Direction: Present each of the entries below as an item in a numbered list, omitting any blank lines.

[start of Dataset rows]

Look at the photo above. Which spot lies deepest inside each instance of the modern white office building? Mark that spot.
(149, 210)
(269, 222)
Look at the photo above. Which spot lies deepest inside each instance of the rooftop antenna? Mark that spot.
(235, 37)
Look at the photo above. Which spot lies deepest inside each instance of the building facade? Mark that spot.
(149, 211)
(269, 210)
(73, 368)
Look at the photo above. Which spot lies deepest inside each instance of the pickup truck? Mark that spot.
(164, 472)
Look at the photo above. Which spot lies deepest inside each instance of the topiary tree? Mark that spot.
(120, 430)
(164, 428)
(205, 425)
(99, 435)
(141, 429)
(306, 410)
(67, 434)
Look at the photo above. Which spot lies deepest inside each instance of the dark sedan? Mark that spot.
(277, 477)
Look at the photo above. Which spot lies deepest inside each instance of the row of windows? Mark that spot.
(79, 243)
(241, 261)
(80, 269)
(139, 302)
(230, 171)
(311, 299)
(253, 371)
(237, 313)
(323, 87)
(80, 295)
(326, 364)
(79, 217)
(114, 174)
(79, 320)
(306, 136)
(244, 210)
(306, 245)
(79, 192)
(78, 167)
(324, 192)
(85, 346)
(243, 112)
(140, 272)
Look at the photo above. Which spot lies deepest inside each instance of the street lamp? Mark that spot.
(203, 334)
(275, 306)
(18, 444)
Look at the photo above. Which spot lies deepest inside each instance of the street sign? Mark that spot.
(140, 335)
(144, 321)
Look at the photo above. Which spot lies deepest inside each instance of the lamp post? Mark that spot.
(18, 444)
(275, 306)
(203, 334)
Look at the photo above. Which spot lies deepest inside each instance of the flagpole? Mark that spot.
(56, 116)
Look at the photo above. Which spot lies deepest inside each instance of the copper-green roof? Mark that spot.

[end of Dataset rows]

Solved problem:
1. Look at the photo above. Which spot lies deepest inside each instance of the modern white office building? Mark that spot.
2. (149, 210)
3. (269, 222)
4. Look at the photo above. Which spot lies deepest inside each instance of the rooftop antenna? Mark that spot.
5. (235, 37)
6. Look at the photo above. Which spot lies deepest inside each instance of the building facade? Mark that spot.
7. (149, 211)
8. (269, 210)
9. (73, 368)
10. Look at the photo above. Which spot lies deepest inside each instance of the pickup truck? Mark that spot.
11. (164, 472)
12. Look at the photo above. Which spot lies deepest inside each instance of the topiary tree? Mark that spot.
13. (120, 430)
14. (164, 428)
15. (205, 425)
16. (99, 435)
17. (141, 429)
18. (306, 410)
19. (67, 434)
20. Look at the photo above. Which spot lies deepest inside each instance of the dark sedan? Mark that spot.
21. (277, 477)
22. Look at the photo above. Which spot lies deepest inside each instance of the row of windows? Mark that spot.
23. (79, 243)
24. (241, 261)
25. (80, 269)
26. (139, 302)
27. (230, 171)
28. (311, 299)
29. (253, 371)
30. (237, 313)
31. (323, 87)
32. (80, 295)
33. (326, 364)
34. (79, 217)
35. (114, 174)
36. (79, 320)
37. (306, 136)
38. (244, 210)
39. (306, 245)
40. (79, 192)
41. (78, 167)
42. (324, 192)
43. (85, 346)
44. (243, 112)
45. (140, 272)
46. Look at the photo above. Which spot lies deepest inside each instance of the street lamp? Mark that spot.
47. (203, 334)
48. (275, 306)
49. (18, 444)
50. Look at the photo above. Which spot lies deepest inside each instance of the street sign? Mark that spot.
51. (140, 335)
52. (144, 321)
53. Look at the photo above. Which spot lies deepest inside each instance of the lamp post? Mark that spot.
54. (18, 444)
55. (275, 306)
56. (203, 334)
57. Look at the photo above. Which spot lies deepest inside each instance of the flagpole? Mark that spot.
58. (56, 116)
59. Look at the photo above. Which spot lies deepest inside each instance of the copper-green roof? Mark that spot.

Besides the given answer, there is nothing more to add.